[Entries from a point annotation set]
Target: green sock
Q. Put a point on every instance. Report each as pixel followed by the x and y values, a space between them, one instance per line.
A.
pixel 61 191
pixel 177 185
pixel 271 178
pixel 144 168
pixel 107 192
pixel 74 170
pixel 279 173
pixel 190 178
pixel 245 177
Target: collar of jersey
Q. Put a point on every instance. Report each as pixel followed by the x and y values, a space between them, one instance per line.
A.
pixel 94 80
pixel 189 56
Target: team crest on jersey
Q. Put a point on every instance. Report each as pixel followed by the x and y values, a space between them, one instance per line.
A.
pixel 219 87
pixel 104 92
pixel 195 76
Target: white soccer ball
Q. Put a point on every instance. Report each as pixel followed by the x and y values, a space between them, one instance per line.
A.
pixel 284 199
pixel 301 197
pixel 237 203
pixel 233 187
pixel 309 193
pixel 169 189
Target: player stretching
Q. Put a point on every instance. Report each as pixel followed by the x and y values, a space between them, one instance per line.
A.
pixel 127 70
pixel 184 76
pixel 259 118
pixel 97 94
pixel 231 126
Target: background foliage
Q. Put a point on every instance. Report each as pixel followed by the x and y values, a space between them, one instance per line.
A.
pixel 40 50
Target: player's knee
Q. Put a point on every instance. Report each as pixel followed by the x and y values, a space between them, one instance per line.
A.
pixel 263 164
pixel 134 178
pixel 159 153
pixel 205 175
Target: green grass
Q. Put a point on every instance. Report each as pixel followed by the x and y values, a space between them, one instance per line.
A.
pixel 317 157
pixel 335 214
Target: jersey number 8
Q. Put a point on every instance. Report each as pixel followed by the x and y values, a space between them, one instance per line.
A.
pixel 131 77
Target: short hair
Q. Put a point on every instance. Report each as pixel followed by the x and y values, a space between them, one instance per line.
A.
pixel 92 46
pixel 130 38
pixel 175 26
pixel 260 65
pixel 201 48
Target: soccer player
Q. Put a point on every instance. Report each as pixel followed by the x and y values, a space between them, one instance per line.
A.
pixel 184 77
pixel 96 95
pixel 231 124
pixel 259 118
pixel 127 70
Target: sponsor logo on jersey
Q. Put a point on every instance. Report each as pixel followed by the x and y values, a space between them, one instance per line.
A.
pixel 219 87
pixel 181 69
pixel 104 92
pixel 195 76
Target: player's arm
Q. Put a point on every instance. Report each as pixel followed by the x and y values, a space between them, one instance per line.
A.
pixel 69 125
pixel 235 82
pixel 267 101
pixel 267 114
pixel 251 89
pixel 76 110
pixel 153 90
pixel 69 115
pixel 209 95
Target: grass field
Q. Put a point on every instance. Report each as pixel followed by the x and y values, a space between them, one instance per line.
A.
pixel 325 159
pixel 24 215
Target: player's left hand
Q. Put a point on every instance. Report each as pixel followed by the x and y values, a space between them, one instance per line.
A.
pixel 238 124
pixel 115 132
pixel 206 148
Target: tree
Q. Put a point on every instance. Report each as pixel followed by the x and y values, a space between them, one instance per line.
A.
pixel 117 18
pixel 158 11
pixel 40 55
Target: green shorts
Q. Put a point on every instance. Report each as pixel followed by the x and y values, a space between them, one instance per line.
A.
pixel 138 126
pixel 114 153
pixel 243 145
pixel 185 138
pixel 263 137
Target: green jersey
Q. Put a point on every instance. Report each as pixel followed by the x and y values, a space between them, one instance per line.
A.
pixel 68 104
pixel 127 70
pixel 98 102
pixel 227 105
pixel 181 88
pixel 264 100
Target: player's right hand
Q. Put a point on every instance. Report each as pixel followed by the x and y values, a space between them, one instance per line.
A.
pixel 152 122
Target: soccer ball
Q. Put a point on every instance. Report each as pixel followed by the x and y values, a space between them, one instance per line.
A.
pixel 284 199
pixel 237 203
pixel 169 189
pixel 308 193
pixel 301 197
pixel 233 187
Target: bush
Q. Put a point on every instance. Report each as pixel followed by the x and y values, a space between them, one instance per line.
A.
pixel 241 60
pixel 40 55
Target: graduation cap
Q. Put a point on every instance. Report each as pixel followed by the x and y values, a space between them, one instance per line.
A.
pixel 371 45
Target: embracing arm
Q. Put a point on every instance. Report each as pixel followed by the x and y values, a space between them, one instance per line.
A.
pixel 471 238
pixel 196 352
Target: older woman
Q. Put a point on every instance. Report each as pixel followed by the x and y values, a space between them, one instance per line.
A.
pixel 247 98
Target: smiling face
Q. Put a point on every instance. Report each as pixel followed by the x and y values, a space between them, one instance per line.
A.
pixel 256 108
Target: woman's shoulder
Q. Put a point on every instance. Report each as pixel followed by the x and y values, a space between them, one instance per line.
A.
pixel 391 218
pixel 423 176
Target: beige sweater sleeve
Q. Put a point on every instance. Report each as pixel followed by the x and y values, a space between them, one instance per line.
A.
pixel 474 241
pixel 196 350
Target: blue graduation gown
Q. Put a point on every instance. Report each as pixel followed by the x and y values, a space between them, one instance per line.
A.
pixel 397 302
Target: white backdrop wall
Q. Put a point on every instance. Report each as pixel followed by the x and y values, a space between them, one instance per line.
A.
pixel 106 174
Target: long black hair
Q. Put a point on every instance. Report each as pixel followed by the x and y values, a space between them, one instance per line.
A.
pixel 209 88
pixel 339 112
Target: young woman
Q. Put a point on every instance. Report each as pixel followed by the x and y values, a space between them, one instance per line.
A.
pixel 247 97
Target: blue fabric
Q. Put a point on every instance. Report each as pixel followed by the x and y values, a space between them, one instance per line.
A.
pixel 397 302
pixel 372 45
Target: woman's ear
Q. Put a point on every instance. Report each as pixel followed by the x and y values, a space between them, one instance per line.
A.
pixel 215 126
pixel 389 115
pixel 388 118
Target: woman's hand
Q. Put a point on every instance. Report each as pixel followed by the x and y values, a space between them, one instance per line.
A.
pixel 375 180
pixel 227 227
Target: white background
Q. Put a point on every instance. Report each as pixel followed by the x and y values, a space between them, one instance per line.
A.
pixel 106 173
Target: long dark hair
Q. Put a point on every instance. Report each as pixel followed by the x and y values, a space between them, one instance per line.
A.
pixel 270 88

#### Exercise brief
Set down the listing above again, line for line, with no changes.

#### Written reply
Target: green sock
Q. Put a point on every instance. Report each as pixel followed by the x and y values, a space between them, one instance per line.
A.
pixel 61 191
pixel 177 185
pixel 271 178
pixel 144 168
pixel 107 192
pixel 74 170
pixel 279 173
pixel 190 178
pixel 245 177
Target: collar of jersey
Q. Put a point on every instance. Report each as pixel followed by the x and y values, a space between them, one instance per line.
A.
pixel 94 80
pixel 189 56
Target: team crest on jersey
Q. Put a point on every instance. Report each as pixel followed by the x and y values, a space between them, one instance per line.
A.
pixel 219 87
pixel 104 92
pixel 195 76
Target: white soccer ball
Q. Put a point on every instance. Report each as pixel followed by the x and y values, a space between them, one instance per line.
A.
pixel 284 199
pixel 301 197
pixel 237 203
pixel 233 187
pixel 309 193
pixel 169 189
Target: player stretching
Q. Put a point on every instance. Report each as pixel followed by the x and y values, a space between them, one instance per line.
A.
pixel 127 70
pixel 184 76
pixel 259 118
pixel 97 94
pixel 231 126
Target: background foliage
Q. Put a point on every instance. Report each as pixel followed by the x and y values, a space between them, one instance per line.
A.
pixel 40 50
Target: player's knee
Q. Put a point on every instance. Report each as pixel followed by the x and y values, a space between them, one instance per line.
A.
pixel 263 164
pixel 134 178
pixel 159 153
pixel 205 175
Target: green grass
Q. Put a point on every instance. Report each as pixel followed by the x and y values, a space between them, one instance per line.
A.
pixel 317 157
pixel 335 214
Target: jersey number 8
Q. Put a point on every instance. Report each as pixel followed by the x and y values, a space between them, one instance per line.
A.
pixel 131 77
Target: short hair
Q. Put a point on every instance. Report each as pixel followed by the x and y values, a space between them, one instance per line.
A.
pixel 92 46
pixel 130 38
pixel 175 26
pixel 260 65
pixel 201 48
Target: soccer player
Q. Put a point on every instance. Report each as pixel followed by the x and y values, a space between them, one instance per line.
A.
pixel 184 77
pixel 96 95
pixel 231 124
pixel 259 118
pixel 127 70
Target: sponsor logo on jersey
Q. Put a point on every instance. Report each as pixel followed by the x and y values, a space between them, one instance per line.
A.
pixel 219 87
pixel 181 69
pixel 104 92
pixel 195 76
Target: player's arm
Q. Put a point on every instance. Report each as pixel followed by the x and y values, a space between them, one instance per line.
A.
pixel 69 125
pixel 235 82
pixel 267 101
pixel 267 114
pixel 251 89
pixel 76 110
pixel 153 90
pixel 69 115
pixel 209 95
Target: grass field
Q. Put a point on every instance. Report each as pixel followed by the x and y values, a space between them, one instance per line.
A.
pixel 325 159
pixel 24 215
Target: player's left hand
Q. Put a point on every instance. Report each as pixel followed by the x and y values, a space between them, one instance per line.
A.
pixel 238 124
pixel 115 132
pixel 206 148
Target: tree
Q. Put a point on every instance. Report each as pixel followed by the x and y values, a space between them, one instance per line.
A.
pixel 117 18
pixel 158 11
pixel 40 55
Target: green shorts
Q. Put a point on every instance. Report each as pixel followed by the x and y values, a space between them, one instance per line.
A.
pixel 138 126
pixel 114 153
pixel 243 145
pixel 185 138
pixel 263 137
Target: green jersey
Q. Put a point on every instance. Report each as pixel followed by the x and y values, a space between them, one instance per line.
A.
pixel 68 104
pixel 127 70
pixel 98 102
pixel 227 105
pixel 181 88
pixel 264 100
Target: player's right hand
Q. Put a point on every instance. Report each as pixel followed by the x and y values, a space between them, one instance per line.
A.
pixel 152 122
Target: soccer ball
Q. Put a point on every instance. Report each as pixel followed by the x and y values, a space between them, one instance per line.
A.
pixel 284 199
pixel 237 203
pixel 169 189
pixel 308 193
pixel 301 197
pixel 233 187
Target: bush
Q. Put a point on every instance. Report each as pixel followed by the x and y values, a space between them, one instance per line.
A.
pixel 241 60
pixel 40 55
Target: graduation cap
Q. Put a point on every instance. Report each as pixel followed by the x and y values, a space between them, one instance per line.
A.
pixel 371 45
Target: embracing arm
Q. Put a point on every instance. Report each as pixel followed by the x and y values, a space between them, one instance per line.
A.
pixel 471 238
pixel 196 352
Target: older woman
Q. Put a point on every instance. Report each as pixel followed by the x and y values, a space between them, one instance per line.
A.
pixel 247 98
Target: smiling face
Q. Put a point on every instance. Report each as pixel followed by the x and y values, a space between them, one instance per line.
A.
pixel 256 108
Target: woman's shoulder
Q. Put a point on every instance. Report each as pixel followed by the x and y values, a space between them, one instance per line.
A.
pixel 391 218
pixel 423 176
Target: beige sweater sleeve
Q. Put a point on every instance. Report each as pixel followed by the x and y values, a space between them, one instance per line.
A.
pixel 474 241
pixel 196 350
Target: blue graduation gown
Q. Put a point on every instance. Report each as pixel followed by the x and y values, a space between them, one instance per line.
A.
pixel 397 302
Target: white backdrop wall
Q. Put a point on every instance. Report each as pixel followed by the x and y values, a space between them, one instance per line.
A.
pixel 106 174
Target: long black hair
Q. Put a point on every instance. Report each as pixel followed by the x and y values, a space between them, one instance per line.
A.
pixel 209 88
pixel 339 112
Target: young woman
Q. Put a point on every instance. Report each as pixel followed by the x and y values, a space between them, one instance per line.
A.
pixel 247 97
Target: blue fabric
Q. Put a point on every instance. Report each as pixel followed by the x and y values, a space between them, one instance per line.
A.
pixel 397 302
pixel 372 45
Target: woman's ear
Q. Put a point on every instance. Report each as pixel followed by the x and y values, a space between them, one instance per line.
A.
pixel 215 126
pixel 389 115
pixel 388 118
Target: woman's hand
Q. Put a point on every instance. Report each as pixel followed by the x and y values, a space between them, one instance per line.
A.
pixel 375 180
pixel 227 227
Target: white background
Q. Put a point on every instance. Report each as pixel followed by the x and y values, a space between them, one instance per line.
A.
pixel 106 173
Target: long dark hair
Q. Put a point on every instance. Report each as pixel followed by the x and y values, a space between them, one instance per line.
A.
pixel 270 88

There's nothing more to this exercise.